** Opening Given records block **

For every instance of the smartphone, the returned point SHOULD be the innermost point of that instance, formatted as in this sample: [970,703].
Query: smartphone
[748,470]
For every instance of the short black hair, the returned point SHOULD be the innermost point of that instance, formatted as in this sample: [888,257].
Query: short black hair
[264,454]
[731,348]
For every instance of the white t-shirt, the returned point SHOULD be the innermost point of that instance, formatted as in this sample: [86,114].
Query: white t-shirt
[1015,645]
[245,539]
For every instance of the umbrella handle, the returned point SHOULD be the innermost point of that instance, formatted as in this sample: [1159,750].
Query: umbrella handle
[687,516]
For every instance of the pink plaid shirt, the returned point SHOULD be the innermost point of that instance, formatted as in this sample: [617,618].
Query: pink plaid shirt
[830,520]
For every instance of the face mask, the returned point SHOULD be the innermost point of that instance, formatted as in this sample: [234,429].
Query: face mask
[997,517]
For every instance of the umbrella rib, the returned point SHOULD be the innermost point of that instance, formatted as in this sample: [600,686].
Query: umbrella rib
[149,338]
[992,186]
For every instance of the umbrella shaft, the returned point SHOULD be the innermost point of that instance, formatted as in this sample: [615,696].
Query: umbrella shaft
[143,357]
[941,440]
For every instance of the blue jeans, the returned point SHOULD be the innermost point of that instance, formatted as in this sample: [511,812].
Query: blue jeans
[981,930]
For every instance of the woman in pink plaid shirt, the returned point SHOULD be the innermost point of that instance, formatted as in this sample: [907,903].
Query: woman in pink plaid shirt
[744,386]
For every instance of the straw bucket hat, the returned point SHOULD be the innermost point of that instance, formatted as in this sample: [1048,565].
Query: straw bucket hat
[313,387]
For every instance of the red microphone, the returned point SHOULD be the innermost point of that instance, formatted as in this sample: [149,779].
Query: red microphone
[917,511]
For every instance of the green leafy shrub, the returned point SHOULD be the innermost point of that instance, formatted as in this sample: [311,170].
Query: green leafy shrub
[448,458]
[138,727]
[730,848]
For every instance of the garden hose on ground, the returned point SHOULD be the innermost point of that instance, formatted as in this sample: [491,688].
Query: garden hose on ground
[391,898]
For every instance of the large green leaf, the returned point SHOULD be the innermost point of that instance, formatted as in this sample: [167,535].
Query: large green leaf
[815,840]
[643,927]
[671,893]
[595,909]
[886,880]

** Closing Given records block **

*Work to complete*
With nothing added or dropped, reproduce all the data exactly.

*Written solution*
For every instance of the smartphone, the returned point SHOULD be the innermost point of that instance, formatted as in this sample: [970,703].
Query: smartphone
[748,470]
For every instance of the short black hair, the returned point SHOULD be the innermost point of that instance, formatted as in this sample: [888,257].
Query: short black hair
[264,454]
[731,348]
For every instance of the white t-shirt, the returned point SHOULD be the innermost point of that instance, formatted as in this sample: [86,114].
Query: white t-shirt
[1015,645]
[245,539]
For every instance of the umbrella handle, the returned point SHOULD be the innermost point of that instance, formatted as in this sample: [1159,750].
Query: umbrella handle
[687,516]
For every instance of the pink plaid shirt, the returned point SHOULD be the innermost point of that instance, formatted as in this sample: [617,618].
Query: pink plaid shirt
[830,520]
For every instance of the face mask, the returned point SHOULD be the innermost point of that instance, formatted as in this sample: [234,429].
Query: face mask
[997,517]
For every instance of the umbrella rib, the returned point SHOULD be the innermost point of that instance, formatted as in this sample: [600,686].
Query: umbrella rib
[149,338]
[992,186]
For every instance of the umbrella shaft, the returned point SHOULD be the innermost point of that instance, formatted as in this sample: [615,696].
Query: umbrella shaft
[143,357]
[941,440]
For every instance of the blue jeans, the returned point SHOULD be the innermost point of that instance, formatted as in this sample: [511,812].
Query: blue jeans
[981,930]
For every instance of the woman in pink plaid shirt, the returned point SHOULD be the innermost point of that instance, formatted as in this sample: [907,903].
Query: woman in pink plaid shirt
[744,386]
For every instance of the straw bucket hat, the returned point SHOULD be the innermost point of that instance, formatted as in this sample: [1048,565].
Query: straw bucket hat
[313,387]
For every instance of the red microphone, the returned point SHOULD be the innermost point of that instance, formatted as in this sample: [149,779].
Query: red microphone
[917,511]
For every instance of the green leafy shrub, the returned point SHOULD be the innermost point of that instance, formatted as in this sample: [311,170].
Query: green leafy shrub
[448,458]
[138,727]
[730,848]
For every instance of the garden hose on ground, the returned point SHOULD be the innermost point of that instance, formatted as in this sample: [491,688].
Query: garden hose on ground
[391,898]
For every instance of the large green leaf, the returned point SHOULD be the innermost point of that instance, formatted as in this sample: [167,535].
Query: large green leaf
[815,840]
[643,927]
[671,893]
[595,909]
[886,880]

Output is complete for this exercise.